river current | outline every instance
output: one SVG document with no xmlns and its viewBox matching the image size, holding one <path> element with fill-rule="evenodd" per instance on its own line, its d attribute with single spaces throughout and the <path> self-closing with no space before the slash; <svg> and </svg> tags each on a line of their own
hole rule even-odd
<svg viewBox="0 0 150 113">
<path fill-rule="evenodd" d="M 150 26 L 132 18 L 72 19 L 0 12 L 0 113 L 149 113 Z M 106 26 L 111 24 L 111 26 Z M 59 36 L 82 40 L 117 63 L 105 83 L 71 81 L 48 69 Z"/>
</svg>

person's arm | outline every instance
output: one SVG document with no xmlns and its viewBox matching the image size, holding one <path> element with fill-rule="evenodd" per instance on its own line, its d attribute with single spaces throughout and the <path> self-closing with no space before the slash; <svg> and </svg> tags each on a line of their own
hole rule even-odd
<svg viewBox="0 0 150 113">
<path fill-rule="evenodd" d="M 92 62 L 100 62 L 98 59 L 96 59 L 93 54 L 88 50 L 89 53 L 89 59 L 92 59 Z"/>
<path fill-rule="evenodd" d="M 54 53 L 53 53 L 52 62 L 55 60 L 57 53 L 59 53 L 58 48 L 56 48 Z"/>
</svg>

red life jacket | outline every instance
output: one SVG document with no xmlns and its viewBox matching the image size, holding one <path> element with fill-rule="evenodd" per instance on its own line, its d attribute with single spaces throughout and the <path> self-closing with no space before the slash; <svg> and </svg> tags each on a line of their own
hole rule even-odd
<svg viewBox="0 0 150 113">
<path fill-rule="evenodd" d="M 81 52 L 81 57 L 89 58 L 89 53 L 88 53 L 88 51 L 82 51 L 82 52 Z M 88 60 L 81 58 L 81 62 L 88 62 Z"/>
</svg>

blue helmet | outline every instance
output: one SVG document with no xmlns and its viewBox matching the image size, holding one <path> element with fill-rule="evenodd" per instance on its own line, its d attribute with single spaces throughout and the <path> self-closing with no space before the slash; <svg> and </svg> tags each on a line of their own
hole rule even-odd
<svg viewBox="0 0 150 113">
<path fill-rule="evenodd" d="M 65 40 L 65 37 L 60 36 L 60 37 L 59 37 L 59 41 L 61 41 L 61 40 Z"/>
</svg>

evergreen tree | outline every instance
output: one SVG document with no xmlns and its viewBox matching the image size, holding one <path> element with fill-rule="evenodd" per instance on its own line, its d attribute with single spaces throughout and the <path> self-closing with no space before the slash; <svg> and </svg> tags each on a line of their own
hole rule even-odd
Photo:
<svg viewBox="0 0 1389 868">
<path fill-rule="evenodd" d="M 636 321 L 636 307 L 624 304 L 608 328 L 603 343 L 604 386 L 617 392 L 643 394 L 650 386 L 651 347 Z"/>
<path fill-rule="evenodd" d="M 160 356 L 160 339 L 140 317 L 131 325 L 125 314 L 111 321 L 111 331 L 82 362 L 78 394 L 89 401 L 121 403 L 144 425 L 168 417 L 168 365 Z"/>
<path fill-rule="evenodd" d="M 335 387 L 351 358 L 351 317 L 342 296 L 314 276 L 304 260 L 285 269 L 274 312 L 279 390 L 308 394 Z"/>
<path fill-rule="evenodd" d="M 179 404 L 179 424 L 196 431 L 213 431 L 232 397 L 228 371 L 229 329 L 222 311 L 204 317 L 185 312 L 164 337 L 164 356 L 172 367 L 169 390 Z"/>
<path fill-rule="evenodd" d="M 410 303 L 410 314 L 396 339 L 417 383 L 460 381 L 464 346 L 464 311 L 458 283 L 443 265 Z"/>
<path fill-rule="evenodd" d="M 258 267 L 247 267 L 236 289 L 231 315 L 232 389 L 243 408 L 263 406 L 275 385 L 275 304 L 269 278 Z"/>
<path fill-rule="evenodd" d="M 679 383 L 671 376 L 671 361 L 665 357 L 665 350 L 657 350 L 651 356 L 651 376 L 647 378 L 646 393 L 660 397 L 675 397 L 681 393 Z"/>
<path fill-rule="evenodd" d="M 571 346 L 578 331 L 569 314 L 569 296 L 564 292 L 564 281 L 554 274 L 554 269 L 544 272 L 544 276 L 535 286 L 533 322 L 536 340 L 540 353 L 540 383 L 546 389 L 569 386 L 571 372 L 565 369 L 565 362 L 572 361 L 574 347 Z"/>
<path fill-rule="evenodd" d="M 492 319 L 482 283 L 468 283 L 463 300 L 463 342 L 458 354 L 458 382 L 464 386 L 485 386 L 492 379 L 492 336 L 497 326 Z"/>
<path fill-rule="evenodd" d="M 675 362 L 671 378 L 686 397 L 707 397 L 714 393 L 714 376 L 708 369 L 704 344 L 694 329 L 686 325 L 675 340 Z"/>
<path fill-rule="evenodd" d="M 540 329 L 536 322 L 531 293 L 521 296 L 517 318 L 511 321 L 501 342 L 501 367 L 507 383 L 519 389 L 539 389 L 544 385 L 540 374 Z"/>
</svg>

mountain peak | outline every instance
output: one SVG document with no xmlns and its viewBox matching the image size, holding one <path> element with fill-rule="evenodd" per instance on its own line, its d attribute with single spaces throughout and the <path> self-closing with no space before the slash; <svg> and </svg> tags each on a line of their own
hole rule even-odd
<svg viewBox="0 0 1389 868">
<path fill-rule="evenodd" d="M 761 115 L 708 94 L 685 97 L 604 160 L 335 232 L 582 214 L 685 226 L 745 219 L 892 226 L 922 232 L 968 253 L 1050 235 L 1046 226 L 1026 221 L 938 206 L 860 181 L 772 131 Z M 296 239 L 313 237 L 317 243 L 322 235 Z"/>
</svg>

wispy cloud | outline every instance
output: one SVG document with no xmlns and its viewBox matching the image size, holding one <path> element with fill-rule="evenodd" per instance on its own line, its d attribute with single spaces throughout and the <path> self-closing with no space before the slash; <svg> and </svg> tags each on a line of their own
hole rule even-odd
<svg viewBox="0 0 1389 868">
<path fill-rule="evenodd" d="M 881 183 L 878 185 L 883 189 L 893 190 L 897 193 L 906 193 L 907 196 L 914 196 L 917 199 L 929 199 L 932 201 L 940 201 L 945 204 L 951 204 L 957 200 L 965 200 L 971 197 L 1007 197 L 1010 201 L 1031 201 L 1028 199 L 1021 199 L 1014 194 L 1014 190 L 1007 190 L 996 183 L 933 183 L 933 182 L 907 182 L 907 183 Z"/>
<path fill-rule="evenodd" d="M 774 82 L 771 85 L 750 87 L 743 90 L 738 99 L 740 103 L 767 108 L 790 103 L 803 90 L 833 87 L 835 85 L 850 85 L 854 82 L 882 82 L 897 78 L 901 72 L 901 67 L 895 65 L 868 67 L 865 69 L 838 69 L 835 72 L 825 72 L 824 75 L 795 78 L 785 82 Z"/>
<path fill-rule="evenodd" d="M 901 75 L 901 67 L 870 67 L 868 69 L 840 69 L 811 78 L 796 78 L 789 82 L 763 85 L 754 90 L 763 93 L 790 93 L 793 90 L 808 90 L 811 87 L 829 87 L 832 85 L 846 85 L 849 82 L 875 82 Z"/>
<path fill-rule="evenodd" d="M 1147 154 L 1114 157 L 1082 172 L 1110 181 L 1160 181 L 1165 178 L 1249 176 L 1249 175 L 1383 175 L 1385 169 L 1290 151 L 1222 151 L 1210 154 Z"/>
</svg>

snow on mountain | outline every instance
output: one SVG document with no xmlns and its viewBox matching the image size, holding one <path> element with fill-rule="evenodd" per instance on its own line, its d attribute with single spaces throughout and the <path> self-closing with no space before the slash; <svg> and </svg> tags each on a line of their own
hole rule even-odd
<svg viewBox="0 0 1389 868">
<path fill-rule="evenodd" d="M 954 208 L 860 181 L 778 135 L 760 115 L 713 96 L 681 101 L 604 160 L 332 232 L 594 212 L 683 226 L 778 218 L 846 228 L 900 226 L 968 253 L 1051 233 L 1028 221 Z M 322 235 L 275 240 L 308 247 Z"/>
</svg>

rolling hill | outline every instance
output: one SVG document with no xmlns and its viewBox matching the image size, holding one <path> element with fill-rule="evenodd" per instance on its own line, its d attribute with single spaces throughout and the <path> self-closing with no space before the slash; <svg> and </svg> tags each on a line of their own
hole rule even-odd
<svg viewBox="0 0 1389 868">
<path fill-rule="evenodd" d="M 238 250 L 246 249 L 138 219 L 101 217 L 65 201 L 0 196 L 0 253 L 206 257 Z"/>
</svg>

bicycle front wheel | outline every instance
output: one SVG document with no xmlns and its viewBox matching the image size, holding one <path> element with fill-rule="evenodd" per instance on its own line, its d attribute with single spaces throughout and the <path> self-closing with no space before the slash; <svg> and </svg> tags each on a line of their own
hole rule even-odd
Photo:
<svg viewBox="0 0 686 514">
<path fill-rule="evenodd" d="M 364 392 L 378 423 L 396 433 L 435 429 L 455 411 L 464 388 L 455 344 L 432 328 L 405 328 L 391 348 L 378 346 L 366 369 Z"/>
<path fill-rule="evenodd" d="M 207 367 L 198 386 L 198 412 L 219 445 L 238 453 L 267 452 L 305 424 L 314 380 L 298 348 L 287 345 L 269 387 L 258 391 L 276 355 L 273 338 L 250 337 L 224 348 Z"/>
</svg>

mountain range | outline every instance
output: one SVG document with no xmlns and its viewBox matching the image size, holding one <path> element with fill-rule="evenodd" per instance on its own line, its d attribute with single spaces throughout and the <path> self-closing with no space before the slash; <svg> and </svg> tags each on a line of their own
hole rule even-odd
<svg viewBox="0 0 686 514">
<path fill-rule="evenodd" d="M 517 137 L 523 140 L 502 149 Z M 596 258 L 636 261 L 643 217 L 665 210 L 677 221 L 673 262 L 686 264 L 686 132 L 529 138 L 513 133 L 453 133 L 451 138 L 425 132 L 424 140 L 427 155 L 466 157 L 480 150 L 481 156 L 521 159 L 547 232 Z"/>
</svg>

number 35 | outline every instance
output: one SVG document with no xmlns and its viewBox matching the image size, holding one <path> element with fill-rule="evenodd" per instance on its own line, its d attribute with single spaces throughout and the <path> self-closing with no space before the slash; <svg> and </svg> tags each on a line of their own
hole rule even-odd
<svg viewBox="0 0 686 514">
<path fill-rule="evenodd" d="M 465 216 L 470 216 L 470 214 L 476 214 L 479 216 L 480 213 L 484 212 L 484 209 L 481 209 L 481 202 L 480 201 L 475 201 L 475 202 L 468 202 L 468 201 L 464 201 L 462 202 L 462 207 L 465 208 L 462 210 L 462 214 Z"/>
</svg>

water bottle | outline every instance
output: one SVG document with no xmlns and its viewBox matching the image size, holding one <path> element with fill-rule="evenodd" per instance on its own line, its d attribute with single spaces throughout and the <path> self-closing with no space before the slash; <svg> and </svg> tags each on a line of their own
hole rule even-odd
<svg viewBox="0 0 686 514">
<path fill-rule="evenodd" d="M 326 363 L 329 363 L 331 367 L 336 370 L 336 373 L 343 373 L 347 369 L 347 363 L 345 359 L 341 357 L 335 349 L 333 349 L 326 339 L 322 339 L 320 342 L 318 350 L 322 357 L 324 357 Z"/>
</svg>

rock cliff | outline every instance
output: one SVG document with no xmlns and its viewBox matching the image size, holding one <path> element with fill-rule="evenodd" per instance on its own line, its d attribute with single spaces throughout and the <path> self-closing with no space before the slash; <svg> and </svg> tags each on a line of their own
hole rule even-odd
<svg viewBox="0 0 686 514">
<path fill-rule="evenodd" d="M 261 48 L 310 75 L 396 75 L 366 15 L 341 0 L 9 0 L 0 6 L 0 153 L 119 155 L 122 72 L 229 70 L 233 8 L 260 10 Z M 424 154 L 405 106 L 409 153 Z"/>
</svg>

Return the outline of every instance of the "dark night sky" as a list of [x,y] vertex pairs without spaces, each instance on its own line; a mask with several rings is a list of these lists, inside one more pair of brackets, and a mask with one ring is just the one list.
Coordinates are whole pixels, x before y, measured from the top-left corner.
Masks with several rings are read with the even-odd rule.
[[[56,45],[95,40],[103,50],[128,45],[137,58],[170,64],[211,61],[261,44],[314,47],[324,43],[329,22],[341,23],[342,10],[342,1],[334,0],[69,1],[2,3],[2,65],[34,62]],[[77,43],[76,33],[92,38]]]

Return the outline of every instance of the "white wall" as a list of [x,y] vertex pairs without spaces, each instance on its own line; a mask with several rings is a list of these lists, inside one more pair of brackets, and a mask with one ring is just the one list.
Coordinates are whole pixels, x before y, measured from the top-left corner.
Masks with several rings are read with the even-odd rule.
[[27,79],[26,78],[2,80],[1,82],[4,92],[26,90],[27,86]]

» **OBJECTIVE**: Pull out every line of the rows above that contains the string "pairs".

» **TASK ANSWER**:
Return the outline of every instance of the "dark night sky" as a list of [x,y] vertex pairs without spaces, each instance on its own line; a mask with several rings is a list of these lists, inside one more pair of brackets, and a mask with one ring is just the one list.
Return the outline of every instance of the "white wall" as a list of [x,y] vertex pairs without spaces, each instance on its own line; a mask with several rings is a list of these lists, inside one more pair of brackets, and a mask with one ring is just the one list.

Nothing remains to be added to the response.